---------- Verilen Metin ----------
Misyonerlik ve küresel emperyalizm
“ Hıristiyanlık Afrika’ya geldiğinde, Afrikalıların toprakları, Hıristiyanların da İncilleri vardı.
Hıristiyanlar bize, gözlerimizi kapayarak dua ve ibadet etmeyi öğrettiler.
Gözlerimizi açtığımızda, onlar bizim topraklarımızı, biz de onların İncillerini almıştık.”
Bu Afrika özdeyişi durumu ne kadar yalın özetliyor….
Din, yüzyıllardır, emperyal hedeflere ulaşmanın bir aracı olarak kullanıldı.
Misyonerlik faaliyetleri ile ulusal kimlikler üzerine baskı uygulanarak, toplumların kılcal damarlarına kadar girildi. Etnik grupların toplumda “azınlık” olmaktan kaynaklanan ezilmişlik duyguları, inançlar üzerinden kullanıldı. Tarihimiz bunun örnekleriyle dolu.
Amerikan Yabancı Misyoner Komisyonu Kurulu ( American Board of Commisioners for Foreign Mission) 1810’da kurulan ilk ve en büyük Misyoner Örgütüdür.
Bu örgütün 1880’de yayınladığı Bartlett Raporunda “Misyoner faaliyetleri açısından Türkiye’nin Asya’nın anahtarı” olduğu yazılıdır.
----------
Görev Tanımı:
Lütfen misyonerlik metnine göre etnik grupların ezilmişlik duygularının neden kaynaklandığını ve bu duyguların nasıl kullanıldığını bir ila üç cümleyle açıklayın. Öğeler bu metinden bağımsız, ayrı bir malzemedir.
---------- Veri Seti ----------
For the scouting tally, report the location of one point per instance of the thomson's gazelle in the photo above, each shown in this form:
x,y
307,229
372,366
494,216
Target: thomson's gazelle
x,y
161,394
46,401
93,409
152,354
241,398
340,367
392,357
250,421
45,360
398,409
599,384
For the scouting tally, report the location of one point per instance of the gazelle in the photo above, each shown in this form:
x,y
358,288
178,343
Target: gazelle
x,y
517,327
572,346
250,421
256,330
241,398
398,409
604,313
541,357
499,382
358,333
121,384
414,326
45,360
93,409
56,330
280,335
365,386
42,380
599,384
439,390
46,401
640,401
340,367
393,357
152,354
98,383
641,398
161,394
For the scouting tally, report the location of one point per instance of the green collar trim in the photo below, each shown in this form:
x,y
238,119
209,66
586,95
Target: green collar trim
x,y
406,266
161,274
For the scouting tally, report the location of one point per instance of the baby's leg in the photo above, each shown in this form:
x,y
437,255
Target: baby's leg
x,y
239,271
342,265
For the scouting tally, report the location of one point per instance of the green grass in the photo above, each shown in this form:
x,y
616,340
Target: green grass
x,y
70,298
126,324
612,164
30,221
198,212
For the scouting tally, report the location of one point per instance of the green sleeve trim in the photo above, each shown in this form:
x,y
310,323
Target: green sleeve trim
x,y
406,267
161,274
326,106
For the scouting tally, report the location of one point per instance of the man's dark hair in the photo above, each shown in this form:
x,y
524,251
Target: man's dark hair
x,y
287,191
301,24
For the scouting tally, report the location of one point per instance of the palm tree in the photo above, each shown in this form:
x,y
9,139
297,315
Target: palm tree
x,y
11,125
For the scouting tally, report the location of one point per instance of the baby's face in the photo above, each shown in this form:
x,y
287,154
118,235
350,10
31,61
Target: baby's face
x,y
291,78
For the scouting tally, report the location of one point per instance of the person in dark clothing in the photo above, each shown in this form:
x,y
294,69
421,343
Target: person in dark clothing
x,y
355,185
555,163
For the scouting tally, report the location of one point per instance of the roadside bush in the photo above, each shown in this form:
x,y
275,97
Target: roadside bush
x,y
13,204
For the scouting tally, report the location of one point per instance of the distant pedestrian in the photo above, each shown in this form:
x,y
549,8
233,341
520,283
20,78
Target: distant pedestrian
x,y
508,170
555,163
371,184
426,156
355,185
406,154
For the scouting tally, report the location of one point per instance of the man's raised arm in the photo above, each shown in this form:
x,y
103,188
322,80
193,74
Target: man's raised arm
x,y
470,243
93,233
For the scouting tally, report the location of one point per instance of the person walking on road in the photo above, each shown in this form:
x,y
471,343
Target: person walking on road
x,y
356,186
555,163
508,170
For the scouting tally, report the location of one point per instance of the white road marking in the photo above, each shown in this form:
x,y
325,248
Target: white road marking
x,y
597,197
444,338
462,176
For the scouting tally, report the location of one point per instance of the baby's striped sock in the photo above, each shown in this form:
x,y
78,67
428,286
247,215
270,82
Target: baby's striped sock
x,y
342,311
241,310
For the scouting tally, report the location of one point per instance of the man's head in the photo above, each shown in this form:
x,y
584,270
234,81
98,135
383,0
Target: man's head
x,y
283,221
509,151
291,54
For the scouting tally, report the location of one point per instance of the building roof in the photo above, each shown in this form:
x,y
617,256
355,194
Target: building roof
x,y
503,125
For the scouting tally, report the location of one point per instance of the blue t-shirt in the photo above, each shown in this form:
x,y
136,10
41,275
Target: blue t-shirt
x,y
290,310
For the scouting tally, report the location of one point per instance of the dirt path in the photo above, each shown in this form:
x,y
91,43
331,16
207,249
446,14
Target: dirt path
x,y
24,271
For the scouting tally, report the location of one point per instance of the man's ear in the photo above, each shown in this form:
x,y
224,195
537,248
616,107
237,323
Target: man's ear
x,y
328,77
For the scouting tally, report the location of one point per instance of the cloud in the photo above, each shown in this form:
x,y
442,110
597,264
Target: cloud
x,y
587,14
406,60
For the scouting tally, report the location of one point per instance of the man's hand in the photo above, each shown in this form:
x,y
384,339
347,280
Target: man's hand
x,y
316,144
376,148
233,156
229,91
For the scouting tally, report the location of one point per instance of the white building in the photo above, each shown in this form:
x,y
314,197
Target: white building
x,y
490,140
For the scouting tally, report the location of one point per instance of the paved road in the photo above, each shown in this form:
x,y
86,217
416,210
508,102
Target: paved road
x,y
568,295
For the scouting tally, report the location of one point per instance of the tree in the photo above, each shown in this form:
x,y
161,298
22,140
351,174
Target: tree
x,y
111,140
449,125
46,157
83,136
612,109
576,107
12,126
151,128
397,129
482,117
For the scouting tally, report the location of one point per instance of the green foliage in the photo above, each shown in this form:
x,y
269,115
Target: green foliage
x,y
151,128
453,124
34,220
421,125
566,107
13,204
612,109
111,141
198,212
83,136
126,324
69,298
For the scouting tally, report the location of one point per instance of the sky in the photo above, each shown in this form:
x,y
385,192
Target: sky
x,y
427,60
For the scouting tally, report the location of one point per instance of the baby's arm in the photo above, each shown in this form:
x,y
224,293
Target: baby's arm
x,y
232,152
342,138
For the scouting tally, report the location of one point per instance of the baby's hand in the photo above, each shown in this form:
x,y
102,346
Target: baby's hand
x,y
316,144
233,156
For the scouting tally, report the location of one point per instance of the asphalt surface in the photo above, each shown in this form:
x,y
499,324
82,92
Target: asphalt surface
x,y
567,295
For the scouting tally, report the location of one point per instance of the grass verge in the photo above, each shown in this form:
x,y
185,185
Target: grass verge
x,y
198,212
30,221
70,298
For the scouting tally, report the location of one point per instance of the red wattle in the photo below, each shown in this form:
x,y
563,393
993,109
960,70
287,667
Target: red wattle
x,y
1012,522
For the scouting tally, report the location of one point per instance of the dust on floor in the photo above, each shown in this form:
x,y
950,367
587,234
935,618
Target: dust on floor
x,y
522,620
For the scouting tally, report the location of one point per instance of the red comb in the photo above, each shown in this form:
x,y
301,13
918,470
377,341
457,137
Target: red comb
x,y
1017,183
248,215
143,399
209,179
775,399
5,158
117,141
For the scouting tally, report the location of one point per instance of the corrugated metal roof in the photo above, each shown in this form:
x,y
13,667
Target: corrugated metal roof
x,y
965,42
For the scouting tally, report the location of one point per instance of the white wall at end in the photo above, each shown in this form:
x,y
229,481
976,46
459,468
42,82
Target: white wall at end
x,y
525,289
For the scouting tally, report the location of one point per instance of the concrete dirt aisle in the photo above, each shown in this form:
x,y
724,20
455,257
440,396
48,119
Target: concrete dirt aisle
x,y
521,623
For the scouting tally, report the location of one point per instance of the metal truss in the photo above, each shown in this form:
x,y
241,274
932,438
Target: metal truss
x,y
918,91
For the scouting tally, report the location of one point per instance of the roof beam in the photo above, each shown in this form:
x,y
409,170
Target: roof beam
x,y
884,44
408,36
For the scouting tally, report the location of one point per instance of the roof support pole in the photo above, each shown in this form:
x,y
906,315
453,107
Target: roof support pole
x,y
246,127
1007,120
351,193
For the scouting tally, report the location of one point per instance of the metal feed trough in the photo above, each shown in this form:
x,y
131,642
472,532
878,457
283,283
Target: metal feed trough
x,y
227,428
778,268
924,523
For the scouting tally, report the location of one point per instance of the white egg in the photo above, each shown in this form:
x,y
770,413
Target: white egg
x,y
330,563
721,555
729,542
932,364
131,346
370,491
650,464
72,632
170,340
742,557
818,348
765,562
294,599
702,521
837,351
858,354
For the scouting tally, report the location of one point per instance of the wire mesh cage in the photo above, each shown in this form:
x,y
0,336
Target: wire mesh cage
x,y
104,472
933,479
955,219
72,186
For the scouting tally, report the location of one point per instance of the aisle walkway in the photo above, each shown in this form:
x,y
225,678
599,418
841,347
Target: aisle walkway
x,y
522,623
----------
Alıştırma Yanıtı:
Etnik grupların ezilmişlik duyguları, toplumda "azınlık" olmalarından kaynaklanıyordu. Bu duygular inançlar üzerinden kullanıldı.